• _SOURCE DOCUMENT_:
***

Image credit: @serratedpens, via @oumaimas, 2020

In this essay written for Archive Fever , Alessandra Thom locates within context some of the newer poetry communities and forms that have coalesced around Tumblr in recent years. Arguing that this is a potentially anti-capitalist art, escaping control by algorithms and web 2.0's drive to monetisation, Thom makes the case for the potential of poetry in 'slow' social media platforms — sites that remain an anachronistic holdout from an earlier internet.


If you were online in the early 2010’s it is highly probable that you carefully transcribed your angsty notes app poetry into your Tumblr blog with a gif of Effy from Skins attached and sent it off into the ether to garner three likes and a text from your best friend asking you if you were alright. Today, Tumblr is a relic — the ghost of internet past — but poetry has managed to evolve on the site, as small communities do still thrive there. One such community collates related fragments of art and text in a web. These fragments are posted together with the general purpose of putting the pieces in conversation with each other or in order to speak to a theme, very often metaphysical in nature. These posts are circulated under the tag web weaving and other users often add their own interpretations of the theme or add their own pieces of art which they believe adds something of value to the post.


Web weaving relies heavily on visual art and ekphrastic connections to create the webs. This is particularly relevant to note when we compare it to poetry posts on, for example, Instagram and Tik Tok, two sites which demand focus on visuals that have now become havens for capitalist ventures. It is interesting that a form which relies upon visuals has managed to stay so anti-capitalist in nature. Here, I shall investigate the potential of the form as a new mode of anti-capitalist poetry creation, arguing that this is down to the anti-capitalist potential and the centring of connections both of the web weaving form itself, and of Tumblr. It speaks to the possibilities available to us within slow social media sites like Tumblr for art creation and community building. The term slow social media may seem oxymoronic, but sites such as Tumblr, Pinterest, and the web forums of the not-so-distant past, communities have and continue to thrive by creating content which does not conform to an algorithm. There is no company or influencer trying to get you to consume as much content as physically possible. Slow social media is not created to be consumed on a mass scale and in a throwaway manner in order to increase views, clicks, likes and most importantly revenue for the platform and the content creator. Web weaving is a direct reaction against influencer culture.

Image credit: @iloveprideandprejudice2005, via @oumaimas, 2018

This piece argues that web weaving at its best functions as community art. However, there is missed potential within the way the form has developed. Oumaima, widely recognised in the community as the creator of the form, argues that web weaving has changed significantly and has become “at best an annoying echo chamber: the same decontextualized quotes and well-liked paintings over and over and each time you get further away from having it “mean” anything” (2022) .The form has changed in order to appeal to a wider audience and can often be contrived, featuring the same Van Gogh painting, the same Mary Oliver poem over and over again. She argues that this is because of the vastness of Tumblr; that the more people who you are trying to get to relate to the post, the more watered down the concept becomes. In its initial form, web weaving was anti-capitalist in that it rejected the pace of consumption that modern social media demands. The possibility for endless iteration and transformability ‘devalues’ the form — you cannot sell something which is constantly changing. It has however, now begun to participate in the endless reproduction and ‘value-added’ logic of capitalism. Yet this is the same within any form: bad art exists, commercial ‘art’ exists, and to use this as an argument against the form itself is narrow-minded.

***

• _REQUESTS_:
A) Name everything that, according to the web weaving essay, slow social media is not created to increase.
B) Answer these questions from the web weaving essay:
(i) Under what tag are the collated fragments of art and text circulated?
(ii) Which two sites are compared with web weaving as havens for capitalist ventures?
(iii) Who is widely recognized in the community as the creator of the form?
C) Decide whether each statement agrees with the web weaving essay. Answer yes or no, and quote the words that decide it.
(i) The essay was written for Archive Fever.
(ii) Web weaving makes little use of visual art.
(iii) Slow social media is made to be consumed on a mass scale.

• _DATA EXTRACT_:
***

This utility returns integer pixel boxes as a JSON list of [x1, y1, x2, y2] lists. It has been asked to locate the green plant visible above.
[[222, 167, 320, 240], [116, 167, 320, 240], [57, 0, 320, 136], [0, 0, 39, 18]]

***

• _RESPONSES FOR EACH TASK_:
A) views, clicks, likes, revenue

B)
(i) web weaving
(ii) Instagram and Tik Tok
(iii) Oumaima

C)
(i) Yes: "In this essay written for Archive Fever"
(ii) No: "Web weaving relies heavily on visual art and ekphrastic connections to create the webs."
(iii) No: "Slow social media is not created to be consumed on a mass scale"